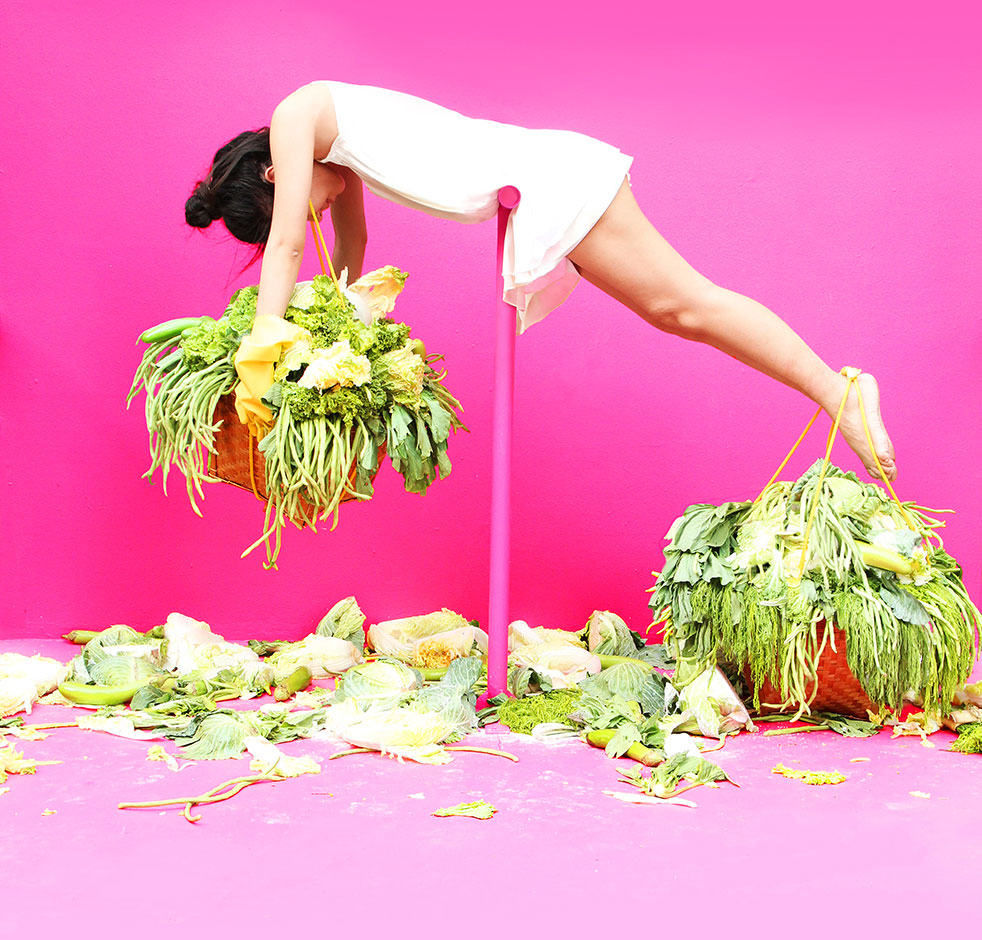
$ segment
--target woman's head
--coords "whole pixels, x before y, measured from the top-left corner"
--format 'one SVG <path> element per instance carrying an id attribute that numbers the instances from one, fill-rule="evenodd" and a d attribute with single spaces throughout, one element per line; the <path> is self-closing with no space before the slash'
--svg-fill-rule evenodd
<path id="1" fill-rule="evenodd" d="M 208 176 L 184 204 L 188 225 L 207 228 L 217 219 L 239 241 L 265 245 L 273 218 L 269 128 L 245 131 L 215 154 Z"/>

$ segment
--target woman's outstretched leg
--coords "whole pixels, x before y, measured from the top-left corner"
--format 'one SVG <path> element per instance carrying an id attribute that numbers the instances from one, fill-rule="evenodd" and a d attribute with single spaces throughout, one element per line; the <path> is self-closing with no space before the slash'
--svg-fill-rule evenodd
<path id="1" fill-rule="evenodd" d="M 627 180 L 569 257 L 586 280 L 658 329 L 715 346 L 808 396 L 831 415 L 838 410 L 846 379 L 763 304 L 695 271 L 645 218 Z M 888 478 L 894 479 L 893 445 L 880 418 L 876 380 L 864 374 L 859 382 L 873 447 Z M 867 471 L 879 476 L 855 392 L 846 404 L 841 431 Z"/>

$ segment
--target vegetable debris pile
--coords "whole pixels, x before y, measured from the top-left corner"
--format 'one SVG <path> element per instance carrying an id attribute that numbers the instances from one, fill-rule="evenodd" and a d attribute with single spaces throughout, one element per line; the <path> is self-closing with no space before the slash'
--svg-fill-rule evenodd
<path id="1" fill-rule="evenodd" d="M 443 385 L 410 330 L 388 316 L 407 275 L 392 266 L 350 287 L 318 275 L 297 284 L 277 337 L 272 386 L 250 428 L 260 438 L 267 505 L 262 537 L 267 565 L 275 565 L 287 521 L 316 528 L 337 523 L 342 500 L 366 500 L 380 456 L 388 455 L 411 493 L 425 493 L 450 473 L 447 442 L 463 428 L 460 403 Z M 202 496 L 209 454 L 215 450 L 215 409 L 238 384 L 235 357 L 250 338 L 258 288 L 232 295 L 225 313 L 172 320 L 147 330 L 147 349 L 127 397 L 146 391 L 151 466 L 184 474 L 188 498 Z M 260 318 L 262 320 L 269 318 Z M 281 324 L 282 326 L 282 324 Z M 242 420 L 246 416 L 240 411 Z"/>
<path id="2" fill-rule="evenodd" d="M 278 745 L 297 739 L 323 739 L 347 748 L 328 760 L 374 752 L 400 761 L 446 764 L 459 751 L 476 751 L 517 761 L 506 751 L 462 741 L 493 721 L 540 741 L 580 741 L 610 758 L 634 761 L 618 768 L 619 782 L 629 789 L 603 791 L 617 800 L 694 807 L 682 794 L 733 783 L 706 754 L 720 750 L 730 735 L 755 730 L 720 668 L 683 659 L 671 674 L 665 649 L 646 644 L 611 611 L 594 611 L 579 631 L 511 623 L 510 694 L 491 698 L 480 711 L 488 638 L 475 621 L 446 608 L 380 621 L 366 630 L 357 601 L 346 597 L 312 633 L 296 641 L 231 643 L 207 623 L 179 613 L 147 632 L 117 624 L 98 632 L 73 631 L 66 638 L 82 646 L 67 665 L 0 657 L 8 670 L 38 670 L 30 695 L 26 687 L 18 691 L 11 707 L 29 710 L 37 690 L 57 680 L 57 691 L 42 704 L 96 708 L 73 722 L 51 725 L 28 727 L 18 716 L 0 718 L 0 738 L 38 740 L 45 737 L 41 729 L 73 726 L 164 741 L 172 748 L 155 745 L 147 759 L 166 762 L 174 771 L 182 769 L 178 757 L 186 766 L 249 752 L 251 776 L 202 794 L 119 804 L 126 809 L 183 807 L 190 822 L 201 818 L 193 814 L 195 807 L 223 802 L 245 787 L 320 773 L 314 757 L 279 750 Z M 699 665 L 701 671 L 695 672 Z M 315 679 L 329 682 L 313 685 Z M 241 704 L 268 694 L 276 701 L 259 708 Z M 240 701 L 225 704 L 231 700 Z M 895 735 L 923 738 L 947 727 L 960 731 L 953 750 L 979 753 L 982 684 L 956 689 L 943 718 L 919 712 L 900 722 L 899 716 L 884 712 L 864 721 L 814 712 L 804 720 L 803 726 L 765 733 L 827 730 L 863 737 L 892 723 Z M 7 774 L 33 773 L 36 766 L 39 762 L 12 745 L 0 744 L 0 782 Z M 783 764 L 773 770 L 809 784 L 845 779 Z M 493 808 L 478 801 L 435 815 L 472 813 L 488 818 Z"/>
<path id="3" fill-rule="evenodd" d="M 678 684 L 719 661 L 749 671 L 755 708 L 767 679 L 783 696 L 769 707 L 807 711 L 834 625 L 874 705 L 899 709 L 912 694 L 948 714 L 982 615 L 942 523 L 834 466 L 823 479 L 820 467 L 752 503 L 690 506 L 672 524 L 650 603 Z"/>

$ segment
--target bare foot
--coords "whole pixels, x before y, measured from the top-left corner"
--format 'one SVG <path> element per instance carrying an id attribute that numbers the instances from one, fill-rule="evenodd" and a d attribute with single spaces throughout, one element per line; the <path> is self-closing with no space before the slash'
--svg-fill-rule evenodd
<path id="1" fill-rule="evenodd" d="M 826 411 L 830 411 L 833 419 L 838 411 L 839 402 L 842 401 L 842 395 L 846 387 L 845 376 L 839 376 L 838 378 L 840 384 L 835 405 L 831 410 L 826 407 Z M 859 391 L 863 396 L 866 423 L 869 426 L 870 438 L 872 438 L 873 447 L 876 450 L 876 456 L 880 461 L 880 466 L 883 467 L 883 472 L 886 474 L 888 480 L 895 480 L 897 478 L 897 464 L 894 458 L 893 444 L 890 442 L 890 436 L 887 434 L 887 429 L 883 424 L 883 418 L 880 417 L 880 389 L 876 384 L 876 379 L 869 373 L 863 372 L 856 379 L 856 385 L 859 386 Z M 870 454 L 869 444 L 866 440 L 866 431 L 863 428 L 863 419 L 860 415 L 859 396 L 856 394 L 855 388 L 849 391 L 849 398 L 846 401 L 846 407 L 842 412 L 842 420 L 839 423 L 839 431 L 845 438 L 846 443 L 856 452 L 859 459 L 862 460 L 866 472 L 874 479 L 879 480 L 880 471 L 877 470 L 876 461 Z"/>

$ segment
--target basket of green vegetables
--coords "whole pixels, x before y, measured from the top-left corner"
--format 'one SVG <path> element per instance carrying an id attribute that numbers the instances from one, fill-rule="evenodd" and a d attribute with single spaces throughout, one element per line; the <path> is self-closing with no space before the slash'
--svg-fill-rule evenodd
<path id="1" fill-rule="evenodd" d="M 855 474 L 823 474 L 821 461 L 754 502 L 690 506 L 650 601 L 677 678 L 719 662 L 745 677 L 757 709 L 865 717 L 916 696 L 947 714 L 982 615 L 941 524 Z"/>
<path id="2" fill-rule="evenodd" d="M 146 344 L 129 404 L 146 392 L 151 465 L 166 491 L 169 471 L 185 477 L 193 510 L 202 483 L 252 490 L 265 502 L 263 532 L 243 555 L 266 546 L 274 567 L 287 522 L 316 530 L 337 524 L 342 502 L 370 499 L 384 456 L 409 492 L 425 493 L 451 469 L 451 432 L 464 429 L 444 372 L 410 328 L 390 316 L 406 275 L 387 266 L 348 288 L 326 275 L 297 284 L 285 314 L 296 339 L 273 364 L 261 433 L 239 422 L 235 354 L 249 336 L 258 288 L 236 291 L 221 317 L 168 321 Z"/>
<path id="3" fill-rule="evenodd" d="M 689 506 L 672 523 L 650 605 L 677 684 L 719 663 L 761 711 L 865 717 L 916 699 L 947 715 L 982 614 L 936 511 L 901 502 L 885 474 L 889 494 L 832 465 L 837 429 L 798 480 L 775 474 L 752 502 Z"/>

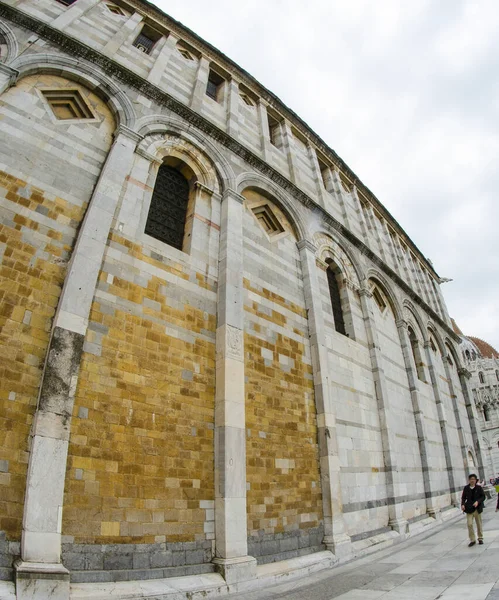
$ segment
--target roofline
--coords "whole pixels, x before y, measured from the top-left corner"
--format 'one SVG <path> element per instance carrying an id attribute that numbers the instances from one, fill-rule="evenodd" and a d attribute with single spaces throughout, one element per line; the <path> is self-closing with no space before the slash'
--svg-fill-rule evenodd
<path id="1" fill-rule="evenodd" d="M 286 104 L 284 104 L 284 102 L 278 96 L 276 96 L 268 88 L 266 88 L 264 85 L 262 85 L 257 79 L 255 79 L 255 77 L 253 77 L 253 75 L 248 73 L 248 71 L 246 71 L 246 69 L 243 69 L 240 65 L 238 65 L 236 62 L 234 62 L 231 58 L 229 58 L 223 52 L 218 50 L 218 48 L 215 48 L 215 46 L 213 46 L 212 44 L 210 44 L 209 42 L 204 40 L 197 33 L 192 31 L 192 29 L 190 29 L 189 27 L 187 27 L 180 21 L 177 21 L 176 19 L 174 19 L 172 16 L 170 16 L 169 14 L 167 14 L 166 12 L 161 10 L 158 6 L 156 6 L 149 0 L 122 0 L 122 2 L 125 4 L 128 4 L 128 5 L 131 5 L 135 8 L 139 8 L 139 10 L 140 10 L 140 7 L 146 7 L 149 10 L 152 10 L 161 19 L 166 19 L 167 27 L 169 27 L 169 26 L 171 26 L 171 24 L 173 24 L 173 25 L 175 25 L 175 27 L 180 29 L 182 32 L 187 33 L 197 43 L 201 44 L 202 46 L 204 46 L 204 48 L 206 48 L 210 52 L 214 53 L 218 58 L 221 58 L 223 61 L 228 63 L 228 65 L 232 69 L 236 69 L 238 71 L 238 73 L 243 76 L 243 78 L 246 78 L 247 80 L 249 80 L 249 82 L 251 83 L 251 85 L 253 87 L 258 88 L 258 90 L 261 92 L 262 97 L 267 96 L 267 98 L 264 98 L 264 99 L 267 100 L 267 102 L 269 102 L 269 104 L 271 104 L 271 105 L 277 104 L 278 107 L 281 108 L 283 112 L 287 113 L 288 117 L 291 120 L 294 120 L 295 122 L 297 121 L 299 123 L 299 125 L 305 130 L 305 131 L 301 131 L 301 133 L 304 134 L 305 137 L 308 137 L 311 141 L 315 142 L 315 145 L 318 147 L 318 149 L 321 150 L 326 156 L 329 155 L 329 157 L 332 159 L 332 162 L 334 162 L 338 167 L 341 168 L 341 170 L 343 170 L 349 176 L 349 178 L 352 180 L 352 183 L 355 185 L 355 187 L 357 189 L 359 189 L 362 192 L 362 194 L 376 206 L 378 211 L 381 212 L 383 214 L 383 216 L 389 218 L 392 226 L 394 226 L 394 228 L 396 230 L 398 230 L 398 233 L 403 235 L 403 237 L 407 240 L 407 242 L 411 246 L 411 249 L 413 249 L 415 251 L 415 253 L 418 255 L 418 258 L 425 264 L 425 266 L 430 271 L 430 273 L 435 277 L 437 282 L 439 282 L 440 276 L 438 275 L 437 271 L 435 270 L 435 267 L 423 255 L 421 250 L 412 241 L 411 237 L 407 234 L 407 232 L 400 225 L 400 223 L 393 217 L 393 215 L 390 213 L 390 211 L 382 204 L 382 202 L 380 200 L 378 200 L 378 198 L 374 195 L 374 193 L 367 187 L 367 185 L 365 185 L 361 181 L 361 179 L 345 163 L 345 161 L 330 146 L 328 146 L 327 143 L 311 127 L 309 127 L 309 125 L 307 125 L 307 123 L 301 117 L 299 117 L 291 108 L 289 108 Z"/>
- - - - -
## Task item
From the entries, copy out each line containing the word "target".

## Answer section
--target woman's head
--target woman's outstretched leg
--target vegetable debris pile
--target bare foot
--target basket of green vegetables
--target roofline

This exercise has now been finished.